_Tarefas e exercícios_:
[A] De acordo com o trecho sobre ceratopatia, quantos pacientes criticamente enfermos foram avaliados no estudo realizado no Irã em 2018?
[B] Liste as quatro fases do protocolo usado pelo grupo controle, conforme o trecho sobre ceratopatia.
[C] Transcreva do trecho sobre ceratopatia a parte que se inicia pelas palavras "Diante dos diversos" e vai até "de cuidados intensivos.".

_Trecho da página_:

++++++++++++++++++++

Diante dos diversos fatores de risco e altos índices de lesão ocular em pacientes submetidos à terapia intensiva, a aplicação protocolizada de métodos preventivos comprovados, testados cientificamente e aplicados corretamente, garante à equipe intensivista multidisciplinar, em especial o enfermeiro que tem em sua essência o cuidado humanizado e holístico, ótimos resultados na prevenção de ceratopatia por exposição e outras doenças oculares comuns em um ambiente de cuidados intensivos.

Outro estudo randomizado realizado no Irã, em 2018, avaliou e comparou o efeito da solução salina sobre a incidência e gravidade da ceratopatia por exposição em 50 pacientes criticamente enfermos. Os enfermeiros foram capacitados para realizar a aplicação de um protocolo de cuidados oculares. Os pacientes foram divididos em dois grupos: controle e intervenção, o grupo controle fez uso do protocolo dividido em quatro fases: lavar as mãos; administração de duas gotas de lágrimas artificiais a cada 4 horas; fechar completamente os olhos com fita adesiva; avisar o médico responsável sobre ocorrência de dano aparente [11]. No grupo de intervenção, utilizaram-se o mesmo protocolo e a aplicação de solução salina a cada 6 horas. Entre os achados estatísticos da pesquisa, utilizando os testes Qui-quadrado e exato de Fisher, verificou-se que o aumento da prevalência e gravidade de ceratopatia no grupo controle do 1º ao 7º dia foi estatisticamente insignificante (p=0,10); no entanto, verificou-se o aumento estatisticamente significativo (p = 0,03) na prevalência e gravidade da ceratopatia no grupo de intervenção. Portanto, a administração da solução salina aumentou a prevalência e gravidade da ceratopatia [11].

++++++++++++++++++++

_Material extraído_:
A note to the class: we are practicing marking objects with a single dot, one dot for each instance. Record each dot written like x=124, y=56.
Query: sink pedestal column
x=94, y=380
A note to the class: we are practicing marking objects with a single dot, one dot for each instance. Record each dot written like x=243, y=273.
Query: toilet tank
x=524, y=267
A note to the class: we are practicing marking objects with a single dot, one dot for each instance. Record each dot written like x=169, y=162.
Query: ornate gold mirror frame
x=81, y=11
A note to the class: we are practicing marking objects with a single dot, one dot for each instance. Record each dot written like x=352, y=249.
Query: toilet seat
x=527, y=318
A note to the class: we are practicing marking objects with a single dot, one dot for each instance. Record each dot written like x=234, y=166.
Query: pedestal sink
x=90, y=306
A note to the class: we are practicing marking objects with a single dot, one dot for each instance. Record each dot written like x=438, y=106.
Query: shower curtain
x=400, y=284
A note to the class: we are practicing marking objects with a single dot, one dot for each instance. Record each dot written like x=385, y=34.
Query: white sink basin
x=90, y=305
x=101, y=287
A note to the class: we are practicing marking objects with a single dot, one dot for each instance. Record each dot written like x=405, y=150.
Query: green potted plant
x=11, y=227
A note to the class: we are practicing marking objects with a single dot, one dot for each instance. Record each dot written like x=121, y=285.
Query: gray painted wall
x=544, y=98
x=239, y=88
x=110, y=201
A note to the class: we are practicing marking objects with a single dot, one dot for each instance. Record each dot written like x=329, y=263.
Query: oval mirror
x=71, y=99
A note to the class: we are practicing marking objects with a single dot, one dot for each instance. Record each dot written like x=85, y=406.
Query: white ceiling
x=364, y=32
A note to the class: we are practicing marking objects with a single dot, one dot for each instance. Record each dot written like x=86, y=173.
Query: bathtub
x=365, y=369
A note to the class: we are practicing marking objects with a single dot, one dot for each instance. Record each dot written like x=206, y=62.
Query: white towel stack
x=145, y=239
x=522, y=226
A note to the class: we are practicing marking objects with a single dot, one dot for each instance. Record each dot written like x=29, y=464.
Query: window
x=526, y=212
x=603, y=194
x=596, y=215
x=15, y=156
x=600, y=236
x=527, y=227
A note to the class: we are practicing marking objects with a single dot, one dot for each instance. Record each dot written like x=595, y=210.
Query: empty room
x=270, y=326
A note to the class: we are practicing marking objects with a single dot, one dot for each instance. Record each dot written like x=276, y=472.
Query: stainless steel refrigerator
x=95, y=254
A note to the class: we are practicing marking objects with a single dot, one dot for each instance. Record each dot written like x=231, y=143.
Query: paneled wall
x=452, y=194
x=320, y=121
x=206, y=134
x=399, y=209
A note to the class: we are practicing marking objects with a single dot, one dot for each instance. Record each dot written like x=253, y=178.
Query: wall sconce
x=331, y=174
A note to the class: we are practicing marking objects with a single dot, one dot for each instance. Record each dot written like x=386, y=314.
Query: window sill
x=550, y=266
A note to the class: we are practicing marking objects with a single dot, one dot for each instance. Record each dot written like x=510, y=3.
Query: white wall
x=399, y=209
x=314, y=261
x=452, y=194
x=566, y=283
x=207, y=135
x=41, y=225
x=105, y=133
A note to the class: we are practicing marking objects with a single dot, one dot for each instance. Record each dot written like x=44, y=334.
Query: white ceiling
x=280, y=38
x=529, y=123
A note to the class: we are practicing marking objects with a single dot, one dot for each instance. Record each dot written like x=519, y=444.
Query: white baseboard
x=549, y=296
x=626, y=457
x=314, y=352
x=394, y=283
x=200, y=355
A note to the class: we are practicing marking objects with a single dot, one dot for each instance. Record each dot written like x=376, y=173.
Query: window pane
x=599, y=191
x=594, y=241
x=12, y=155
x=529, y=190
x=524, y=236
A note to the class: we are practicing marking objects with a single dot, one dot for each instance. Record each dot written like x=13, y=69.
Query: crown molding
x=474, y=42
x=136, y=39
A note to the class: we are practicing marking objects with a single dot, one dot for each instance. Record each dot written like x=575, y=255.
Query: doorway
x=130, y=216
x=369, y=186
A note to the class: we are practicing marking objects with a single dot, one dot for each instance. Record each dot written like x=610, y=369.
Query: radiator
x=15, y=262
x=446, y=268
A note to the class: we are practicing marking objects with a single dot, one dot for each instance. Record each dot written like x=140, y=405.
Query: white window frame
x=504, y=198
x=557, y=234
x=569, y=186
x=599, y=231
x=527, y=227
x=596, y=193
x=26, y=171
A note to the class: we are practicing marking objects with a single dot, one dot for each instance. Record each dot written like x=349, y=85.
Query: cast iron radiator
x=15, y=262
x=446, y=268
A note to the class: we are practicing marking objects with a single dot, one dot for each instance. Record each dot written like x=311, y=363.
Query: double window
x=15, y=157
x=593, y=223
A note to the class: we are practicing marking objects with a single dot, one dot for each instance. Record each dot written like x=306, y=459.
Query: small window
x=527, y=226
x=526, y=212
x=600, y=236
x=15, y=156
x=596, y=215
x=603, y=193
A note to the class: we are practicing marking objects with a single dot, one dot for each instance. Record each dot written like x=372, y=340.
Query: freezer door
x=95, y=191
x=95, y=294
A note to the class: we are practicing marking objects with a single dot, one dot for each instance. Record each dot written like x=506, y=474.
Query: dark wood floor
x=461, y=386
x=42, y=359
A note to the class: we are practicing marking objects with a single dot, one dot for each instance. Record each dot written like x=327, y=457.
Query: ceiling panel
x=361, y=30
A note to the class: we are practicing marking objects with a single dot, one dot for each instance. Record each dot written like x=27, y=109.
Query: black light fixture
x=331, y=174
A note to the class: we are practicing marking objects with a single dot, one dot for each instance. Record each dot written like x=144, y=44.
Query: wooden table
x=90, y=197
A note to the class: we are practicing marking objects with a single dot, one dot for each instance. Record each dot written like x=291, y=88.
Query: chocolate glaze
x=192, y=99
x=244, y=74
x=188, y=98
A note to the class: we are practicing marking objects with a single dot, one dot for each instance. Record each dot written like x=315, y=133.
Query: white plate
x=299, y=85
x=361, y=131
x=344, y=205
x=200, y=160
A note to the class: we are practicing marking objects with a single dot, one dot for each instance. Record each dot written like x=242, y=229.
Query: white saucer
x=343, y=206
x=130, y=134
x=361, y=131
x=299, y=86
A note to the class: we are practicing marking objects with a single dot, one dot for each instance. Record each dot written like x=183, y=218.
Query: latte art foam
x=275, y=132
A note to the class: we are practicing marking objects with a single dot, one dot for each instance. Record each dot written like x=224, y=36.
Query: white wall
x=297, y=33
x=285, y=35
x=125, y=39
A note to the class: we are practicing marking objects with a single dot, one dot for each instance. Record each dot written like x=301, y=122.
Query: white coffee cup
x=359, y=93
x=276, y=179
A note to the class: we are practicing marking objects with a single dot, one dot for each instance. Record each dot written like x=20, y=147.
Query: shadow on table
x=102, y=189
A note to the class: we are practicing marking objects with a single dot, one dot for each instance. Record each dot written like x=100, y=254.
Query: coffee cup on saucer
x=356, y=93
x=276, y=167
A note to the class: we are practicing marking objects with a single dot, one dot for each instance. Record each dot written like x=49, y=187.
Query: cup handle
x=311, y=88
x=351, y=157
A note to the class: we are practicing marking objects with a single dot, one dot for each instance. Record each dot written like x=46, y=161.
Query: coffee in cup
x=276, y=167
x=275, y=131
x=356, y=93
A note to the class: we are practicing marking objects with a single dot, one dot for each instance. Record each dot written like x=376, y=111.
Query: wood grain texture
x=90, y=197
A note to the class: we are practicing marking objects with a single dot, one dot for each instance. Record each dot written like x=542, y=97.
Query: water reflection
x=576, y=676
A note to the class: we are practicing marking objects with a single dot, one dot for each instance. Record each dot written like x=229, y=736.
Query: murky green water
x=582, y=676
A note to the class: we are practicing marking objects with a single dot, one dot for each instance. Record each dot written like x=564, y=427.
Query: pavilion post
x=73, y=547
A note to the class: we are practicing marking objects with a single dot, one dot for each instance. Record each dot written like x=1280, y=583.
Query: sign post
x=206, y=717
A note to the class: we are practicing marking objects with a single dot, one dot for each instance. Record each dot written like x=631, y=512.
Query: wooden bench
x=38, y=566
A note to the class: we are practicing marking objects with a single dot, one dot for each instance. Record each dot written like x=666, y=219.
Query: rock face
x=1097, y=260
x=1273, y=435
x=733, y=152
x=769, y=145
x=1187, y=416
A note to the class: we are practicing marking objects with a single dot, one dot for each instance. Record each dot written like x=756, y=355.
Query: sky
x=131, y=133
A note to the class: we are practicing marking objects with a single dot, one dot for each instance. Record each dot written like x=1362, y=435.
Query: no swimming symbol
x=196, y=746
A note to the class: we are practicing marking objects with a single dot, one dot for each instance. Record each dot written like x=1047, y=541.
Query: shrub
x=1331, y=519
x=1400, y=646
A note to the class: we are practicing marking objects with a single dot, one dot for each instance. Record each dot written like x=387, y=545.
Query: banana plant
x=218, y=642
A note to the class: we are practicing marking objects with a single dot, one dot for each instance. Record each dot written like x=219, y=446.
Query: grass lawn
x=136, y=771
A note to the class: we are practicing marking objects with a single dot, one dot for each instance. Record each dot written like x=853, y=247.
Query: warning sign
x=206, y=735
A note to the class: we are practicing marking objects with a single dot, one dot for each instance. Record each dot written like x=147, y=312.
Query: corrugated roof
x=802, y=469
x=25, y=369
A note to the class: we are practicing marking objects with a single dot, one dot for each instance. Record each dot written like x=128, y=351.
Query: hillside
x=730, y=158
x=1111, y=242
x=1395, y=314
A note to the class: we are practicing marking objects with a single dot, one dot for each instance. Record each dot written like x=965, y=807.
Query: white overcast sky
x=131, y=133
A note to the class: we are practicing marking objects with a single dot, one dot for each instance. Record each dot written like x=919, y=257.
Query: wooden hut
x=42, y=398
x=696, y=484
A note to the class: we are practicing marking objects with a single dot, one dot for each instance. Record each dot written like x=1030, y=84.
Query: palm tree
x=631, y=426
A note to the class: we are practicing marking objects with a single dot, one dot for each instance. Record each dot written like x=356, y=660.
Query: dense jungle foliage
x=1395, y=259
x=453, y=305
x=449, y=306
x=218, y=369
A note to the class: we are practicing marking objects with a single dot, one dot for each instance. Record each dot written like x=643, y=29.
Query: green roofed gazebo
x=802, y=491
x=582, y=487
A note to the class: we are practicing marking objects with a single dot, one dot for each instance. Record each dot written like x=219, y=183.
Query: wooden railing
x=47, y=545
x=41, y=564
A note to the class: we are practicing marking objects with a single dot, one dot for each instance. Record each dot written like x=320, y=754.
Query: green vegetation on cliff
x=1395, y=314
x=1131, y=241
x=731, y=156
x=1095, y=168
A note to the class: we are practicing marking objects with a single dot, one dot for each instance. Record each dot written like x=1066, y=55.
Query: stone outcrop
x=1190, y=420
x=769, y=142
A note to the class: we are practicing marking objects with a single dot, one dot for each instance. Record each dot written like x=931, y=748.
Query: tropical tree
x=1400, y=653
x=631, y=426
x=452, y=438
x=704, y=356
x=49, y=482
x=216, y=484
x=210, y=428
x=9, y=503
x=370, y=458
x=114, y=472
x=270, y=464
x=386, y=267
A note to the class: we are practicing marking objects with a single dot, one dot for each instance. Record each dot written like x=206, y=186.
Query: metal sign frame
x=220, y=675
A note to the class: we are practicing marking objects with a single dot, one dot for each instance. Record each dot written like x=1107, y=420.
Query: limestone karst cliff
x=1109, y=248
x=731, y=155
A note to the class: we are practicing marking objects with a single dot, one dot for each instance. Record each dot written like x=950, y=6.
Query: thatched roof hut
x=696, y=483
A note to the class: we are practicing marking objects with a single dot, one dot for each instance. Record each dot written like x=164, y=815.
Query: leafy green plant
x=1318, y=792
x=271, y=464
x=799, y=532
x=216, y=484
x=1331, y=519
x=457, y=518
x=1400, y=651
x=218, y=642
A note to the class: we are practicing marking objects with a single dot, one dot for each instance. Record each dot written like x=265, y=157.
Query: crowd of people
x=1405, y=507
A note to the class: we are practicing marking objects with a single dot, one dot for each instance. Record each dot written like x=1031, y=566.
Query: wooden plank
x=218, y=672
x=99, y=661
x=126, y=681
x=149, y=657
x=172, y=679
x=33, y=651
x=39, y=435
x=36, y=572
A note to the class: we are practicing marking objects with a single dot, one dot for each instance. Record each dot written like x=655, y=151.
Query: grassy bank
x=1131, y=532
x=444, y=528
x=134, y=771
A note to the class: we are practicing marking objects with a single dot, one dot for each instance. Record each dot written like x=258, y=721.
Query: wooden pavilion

++++++++++++++++++++

_Suas respostas_:
[A] 50 pacientes criticamente enfermos.

[B]
1. Lavar as mãos.
2. Administrar duas gotas de lágrimas artificiais a cada 4 horas.
3. Fechar completamente os olhos com fita adesiva.
4. Avisar o médico responsável sobre ocorrência de dano aparente.

[C]
Diante dos diversos fatores de risco e altos índices de lesão ocular em pacientes submetidos à terapia intensiva, a aplicação protocolizada de métodos preventivos comprovados, testados cientificamente e aplicados corretamente, garante à equipe intensivista multidisciplinar, em especial o enfermeiro que tem em sua essência o cuidado humanizado e holístico, ótimos resultados na prevenção de ceratopatia por exposição e outras doenças oculares comuns em um ambiente de cuidados intensivos.